[START OF Information provided]
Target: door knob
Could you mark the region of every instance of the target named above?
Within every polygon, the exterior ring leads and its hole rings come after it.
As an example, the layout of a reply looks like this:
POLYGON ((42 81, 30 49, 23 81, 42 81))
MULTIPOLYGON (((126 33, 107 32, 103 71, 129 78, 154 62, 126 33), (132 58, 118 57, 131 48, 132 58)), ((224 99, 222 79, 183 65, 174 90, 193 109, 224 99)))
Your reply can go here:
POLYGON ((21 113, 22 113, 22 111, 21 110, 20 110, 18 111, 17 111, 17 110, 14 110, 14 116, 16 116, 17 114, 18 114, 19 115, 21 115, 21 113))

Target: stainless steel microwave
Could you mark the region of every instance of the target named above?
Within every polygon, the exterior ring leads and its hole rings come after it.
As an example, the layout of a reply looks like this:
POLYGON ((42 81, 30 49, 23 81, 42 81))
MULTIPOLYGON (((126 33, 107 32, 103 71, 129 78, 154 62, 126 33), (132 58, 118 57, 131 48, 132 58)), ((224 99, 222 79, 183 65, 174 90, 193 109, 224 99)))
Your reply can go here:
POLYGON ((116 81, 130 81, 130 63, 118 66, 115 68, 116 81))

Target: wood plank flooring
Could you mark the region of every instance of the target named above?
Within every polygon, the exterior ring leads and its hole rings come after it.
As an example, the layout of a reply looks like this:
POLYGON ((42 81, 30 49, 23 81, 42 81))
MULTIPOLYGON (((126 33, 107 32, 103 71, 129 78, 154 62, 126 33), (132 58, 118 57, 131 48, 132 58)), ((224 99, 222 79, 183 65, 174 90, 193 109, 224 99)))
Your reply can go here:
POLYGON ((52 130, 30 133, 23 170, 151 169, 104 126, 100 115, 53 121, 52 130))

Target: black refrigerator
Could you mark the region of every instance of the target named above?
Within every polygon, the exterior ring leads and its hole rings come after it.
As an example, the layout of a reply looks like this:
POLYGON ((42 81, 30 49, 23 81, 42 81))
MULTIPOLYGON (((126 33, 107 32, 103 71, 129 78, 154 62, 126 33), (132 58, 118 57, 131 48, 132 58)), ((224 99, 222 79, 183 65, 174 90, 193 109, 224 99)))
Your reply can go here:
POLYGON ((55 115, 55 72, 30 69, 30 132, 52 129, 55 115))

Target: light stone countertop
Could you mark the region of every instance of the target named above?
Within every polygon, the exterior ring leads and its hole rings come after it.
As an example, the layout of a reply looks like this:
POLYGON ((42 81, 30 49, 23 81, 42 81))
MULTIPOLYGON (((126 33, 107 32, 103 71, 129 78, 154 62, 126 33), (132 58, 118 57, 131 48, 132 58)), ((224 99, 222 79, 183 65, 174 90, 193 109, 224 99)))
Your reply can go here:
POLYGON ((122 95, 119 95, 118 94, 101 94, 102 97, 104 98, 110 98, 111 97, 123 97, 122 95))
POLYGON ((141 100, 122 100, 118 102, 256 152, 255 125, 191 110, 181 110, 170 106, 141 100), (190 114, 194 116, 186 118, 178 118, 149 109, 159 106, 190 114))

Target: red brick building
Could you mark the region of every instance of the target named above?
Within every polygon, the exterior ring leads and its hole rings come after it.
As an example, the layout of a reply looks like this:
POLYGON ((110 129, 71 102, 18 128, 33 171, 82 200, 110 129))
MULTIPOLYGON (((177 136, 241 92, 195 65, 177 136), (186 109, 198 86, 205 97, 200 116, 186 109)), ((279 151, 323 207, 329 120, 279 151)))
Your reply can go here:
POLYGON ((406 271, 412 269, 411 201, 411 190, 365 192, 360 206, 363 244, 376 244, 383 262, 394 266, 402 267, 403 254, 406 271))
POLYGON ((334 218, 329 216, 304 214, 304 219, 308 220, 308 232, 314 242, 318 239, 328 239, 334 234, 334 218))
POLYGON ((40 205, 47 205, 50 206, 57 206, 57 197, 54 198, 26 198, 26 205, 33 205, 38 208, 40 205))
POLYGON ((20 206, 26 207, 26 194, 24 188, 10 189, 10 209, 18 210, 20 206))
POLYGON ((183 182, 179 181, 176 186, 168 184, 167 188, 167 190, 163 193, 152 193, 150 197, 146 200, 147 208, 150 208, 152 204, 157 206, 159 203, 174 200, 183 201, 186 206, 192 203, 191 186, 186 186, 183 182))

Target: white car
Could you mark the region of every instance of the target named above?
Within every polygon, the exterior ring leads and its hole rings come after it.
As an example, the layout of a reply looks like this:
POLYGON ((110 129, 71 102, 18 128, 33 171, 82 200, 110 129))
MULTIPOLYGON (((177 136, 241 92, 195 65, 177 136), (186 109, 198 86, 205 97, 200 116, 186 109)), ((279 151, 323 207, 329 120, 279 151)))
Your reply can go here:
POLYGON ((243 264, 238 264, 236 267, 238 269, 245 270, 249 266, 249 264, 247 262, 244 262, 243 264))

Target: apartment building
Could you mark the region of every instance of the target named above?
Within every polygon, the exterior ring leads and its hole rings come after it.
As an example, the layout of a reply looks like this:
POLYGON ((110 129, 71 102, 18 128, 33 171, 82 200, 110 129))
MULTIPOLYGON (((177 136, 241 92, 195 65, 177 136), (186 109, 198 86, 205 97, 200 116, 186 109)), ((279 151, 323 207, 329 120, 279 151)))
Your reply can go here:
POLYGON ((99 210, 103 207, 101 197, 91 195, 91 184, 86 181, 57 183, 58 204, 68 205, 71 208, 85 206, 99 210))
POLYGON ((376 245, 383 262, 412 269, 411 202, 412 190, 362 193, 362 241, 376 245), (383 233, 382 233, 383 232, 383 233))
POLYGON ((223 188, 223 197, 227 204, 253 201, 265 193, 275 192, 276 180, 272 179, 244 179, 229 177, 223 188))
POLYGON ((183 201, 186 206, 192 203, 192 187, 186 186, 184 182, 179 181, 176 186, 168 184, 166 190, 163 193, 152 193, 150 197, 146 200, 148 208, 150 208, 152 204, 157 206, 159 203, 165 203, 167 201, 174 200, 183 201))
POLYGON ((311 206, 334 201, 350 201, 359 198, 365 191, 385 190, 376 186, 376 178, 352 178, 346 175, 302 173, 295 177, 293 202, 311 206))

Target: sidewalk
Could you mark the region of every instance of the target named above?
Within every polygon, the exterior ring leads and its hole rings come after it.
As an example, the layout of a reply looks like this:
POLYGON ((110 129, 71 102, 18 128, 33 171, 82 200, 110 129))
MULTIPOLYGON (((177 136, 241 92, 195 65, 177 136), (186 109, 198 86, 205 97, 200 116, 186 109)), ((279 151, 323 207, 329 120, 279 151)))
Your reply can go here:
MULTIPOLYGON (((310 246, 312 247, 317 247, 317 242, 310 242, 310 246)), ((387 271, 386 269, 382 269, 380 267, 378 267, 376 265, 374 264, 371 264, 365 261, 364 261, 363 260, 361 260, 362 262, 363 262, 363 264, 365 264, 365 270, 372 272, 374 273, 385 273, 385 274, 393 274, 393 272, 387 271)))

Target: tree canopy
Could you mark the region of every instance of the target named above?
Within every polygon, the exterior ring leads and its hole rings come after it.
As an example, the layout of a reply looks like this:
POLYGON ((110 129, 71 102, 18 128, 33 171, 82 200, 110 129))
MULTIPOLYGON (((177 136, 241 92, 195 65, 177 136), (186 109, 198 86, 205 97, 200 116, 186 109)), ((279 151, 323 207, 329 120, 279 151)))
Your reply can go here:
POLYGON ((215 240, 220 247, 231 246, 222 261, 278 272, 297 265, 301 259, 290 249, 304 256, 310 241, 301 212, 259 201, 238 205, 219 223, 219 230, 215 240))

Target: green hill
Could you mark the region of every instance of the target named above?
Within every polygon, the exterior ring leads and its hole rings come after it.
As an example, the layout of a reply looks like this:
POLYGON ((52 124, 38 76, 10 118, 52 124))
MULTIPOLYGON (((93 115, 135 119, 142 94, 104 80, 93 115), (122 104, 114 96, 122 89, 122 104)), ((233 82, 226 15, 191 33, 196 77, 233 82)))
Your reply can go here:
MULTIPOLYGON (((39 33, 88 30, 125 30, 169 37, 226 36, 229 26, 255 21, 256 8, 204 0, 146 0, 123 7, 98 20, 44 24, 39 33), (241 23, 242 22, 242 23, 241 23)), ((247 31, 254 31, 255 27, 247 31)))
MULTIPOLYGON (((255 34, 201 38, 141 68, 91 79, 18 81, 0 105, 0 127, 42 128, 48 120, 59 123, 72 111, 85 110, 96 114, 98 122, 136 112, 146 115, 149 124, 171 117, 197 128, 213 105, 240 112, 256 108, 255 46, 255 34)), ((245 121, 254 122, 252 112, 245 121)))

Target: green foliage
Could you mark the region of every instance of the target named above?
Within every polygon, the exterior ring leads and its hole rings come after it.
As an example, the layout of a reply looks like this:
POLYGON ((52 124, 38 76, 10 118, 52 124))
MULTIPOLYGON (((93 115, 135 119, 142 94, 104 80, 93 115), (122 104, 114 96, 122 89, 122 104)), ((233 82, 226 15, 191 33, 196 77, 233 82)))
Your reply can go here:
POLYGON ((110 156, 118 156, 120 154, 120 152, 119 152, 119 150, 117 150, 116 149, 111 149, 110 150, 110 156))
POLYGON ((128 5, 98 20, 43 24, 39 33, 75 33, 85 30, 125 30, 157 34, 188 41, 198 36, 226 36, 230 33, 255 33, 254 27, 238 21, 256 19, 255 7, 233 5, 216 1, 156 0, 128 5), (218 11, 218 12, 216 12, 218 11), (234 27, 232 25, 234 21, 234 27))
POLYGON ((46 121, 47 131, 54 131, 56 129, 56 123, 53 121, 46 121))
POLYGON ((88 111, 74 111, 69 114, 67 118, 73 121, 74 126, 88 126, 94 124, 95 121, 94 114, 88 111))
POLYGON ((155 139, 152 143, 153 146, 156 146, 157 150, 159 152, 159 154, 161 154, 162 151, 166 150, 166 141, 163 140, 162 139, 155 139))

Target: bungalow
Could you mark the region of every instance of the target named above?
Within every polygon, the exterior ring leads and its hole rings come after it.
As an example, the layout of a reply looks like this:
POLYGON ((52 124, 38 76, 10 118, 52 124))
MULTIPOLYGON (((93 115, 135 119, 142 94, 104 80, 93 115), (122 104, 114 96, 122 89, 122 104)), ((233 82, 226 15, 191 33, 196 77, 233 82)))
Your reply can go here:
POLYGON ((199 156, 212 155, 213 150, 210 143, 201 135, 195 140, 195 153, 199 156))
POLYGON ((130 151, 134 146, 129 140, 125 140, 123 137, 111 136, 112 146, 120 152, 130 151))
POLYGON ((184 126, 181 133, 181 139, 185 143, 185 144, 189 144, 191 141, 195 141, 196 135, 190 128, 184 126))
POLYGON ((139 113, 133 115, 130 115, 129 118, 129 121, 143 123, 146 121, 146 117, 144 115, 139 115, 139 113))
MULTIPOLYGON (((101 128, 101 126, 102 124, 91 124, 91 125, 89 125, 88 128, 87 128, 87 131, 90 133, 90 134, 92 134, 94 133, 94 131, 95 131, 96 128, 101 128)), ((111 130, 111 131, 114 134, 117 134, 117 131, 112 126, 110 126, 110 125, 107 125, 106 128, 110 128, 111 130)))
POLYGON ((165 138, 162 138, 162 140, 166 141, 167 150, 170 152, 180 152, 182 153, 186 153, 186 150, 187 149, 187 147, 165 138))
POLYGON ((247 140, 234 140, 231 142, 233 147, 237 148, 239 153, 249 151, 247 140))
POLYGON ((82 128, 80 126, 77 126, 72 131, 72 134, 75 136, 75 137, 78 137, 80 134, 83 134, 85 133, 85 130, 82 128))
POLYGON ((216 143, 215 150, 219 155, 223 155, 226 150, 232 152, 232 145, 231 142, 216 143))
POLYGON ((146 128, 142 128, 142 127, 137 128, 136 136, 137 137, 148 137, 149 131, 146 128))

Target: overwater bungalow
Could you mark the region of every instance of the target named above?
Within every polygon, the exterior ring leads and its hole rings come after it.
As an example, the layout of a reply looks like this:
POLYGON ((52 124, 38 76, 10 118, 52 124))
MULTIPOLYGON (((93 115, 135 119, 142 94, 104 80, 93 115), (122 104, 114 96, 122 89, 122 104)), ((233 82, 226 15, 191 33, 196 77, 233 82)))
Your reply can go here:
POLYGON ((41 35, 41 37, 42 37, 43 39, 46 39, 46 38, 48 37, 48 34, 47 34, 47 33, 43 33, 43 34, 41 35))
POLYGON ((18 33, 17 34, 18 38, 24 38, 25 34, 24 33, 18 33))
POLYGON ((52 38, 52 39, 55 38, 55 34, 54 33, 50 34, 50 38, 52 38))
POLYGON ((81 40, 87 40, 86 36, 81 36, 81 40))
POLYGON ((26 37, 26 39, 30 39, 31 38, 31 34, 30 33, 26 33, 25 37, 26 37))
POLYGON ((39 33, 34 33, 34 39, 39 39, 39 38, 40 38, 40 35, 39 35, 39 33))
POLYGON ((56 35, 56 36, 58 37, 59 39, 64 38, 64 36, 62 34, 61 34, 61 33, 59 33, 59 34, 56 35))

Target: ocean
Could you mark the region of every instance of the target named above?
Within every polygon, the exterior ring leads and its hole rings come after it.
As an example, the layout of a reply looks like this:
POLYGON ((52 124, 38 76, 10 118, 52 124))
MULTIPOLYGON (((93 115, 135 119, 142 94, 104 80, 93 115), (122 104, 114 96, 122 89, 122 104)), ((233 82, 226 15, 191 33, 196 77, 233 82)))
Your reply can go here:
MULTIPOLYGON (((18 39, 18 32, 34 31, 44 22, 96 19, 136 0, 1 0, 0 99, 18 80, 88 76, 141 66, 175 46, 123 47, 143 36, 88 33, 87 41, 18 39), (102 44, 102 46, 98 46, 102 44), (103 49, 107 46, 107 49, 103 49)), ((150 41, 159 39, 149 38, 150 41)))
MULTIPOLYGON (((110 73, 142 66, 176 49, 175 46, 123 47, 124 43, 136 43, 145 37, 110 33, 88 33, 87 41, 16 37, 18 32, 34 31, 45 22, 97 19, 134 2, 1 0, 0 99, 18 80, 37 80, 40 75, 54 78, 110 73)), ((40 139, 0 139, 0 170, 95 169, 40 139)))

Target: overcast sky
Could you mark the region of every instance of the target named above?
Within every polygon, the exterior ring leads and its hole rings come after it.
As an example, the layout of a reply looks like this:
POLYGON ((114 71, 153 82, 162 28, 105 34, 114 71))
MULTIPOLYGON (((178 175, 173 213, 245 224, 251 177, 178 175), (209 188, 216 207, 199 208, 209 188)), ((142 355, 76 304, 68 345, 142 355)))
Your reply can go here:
[END OF Information provided]
## Task goal
Copy verbatim the lines of the listing from the one containing "Target: wood plank flooring" through the one containing "POLYGON ((52 130, 30", with both of those lines included.

## Task result
Target: wood plank flooring
Could you mark the region of every instance of the target named above?
Within every polygon, the exterior ring leads and its hole rings come after it.
As an example, the layout of a reply looks like this:
POLYGON ((42 81, 30 49, 23 81, 42 81))
MULTIPOLYGON (((126 33, 107 32, 103 71, 129 78, 154 62, 126 33), (132 58, 118 57, 131 48, 132 58)), ((224 99, 222 79, 183 65, 174 90, 193 109, 224 99)))
Your reply can go here:
POLYGON ((52 130, 30 133, 23 170, 151 169, 104 126, 100 115, 53 121, 52 130))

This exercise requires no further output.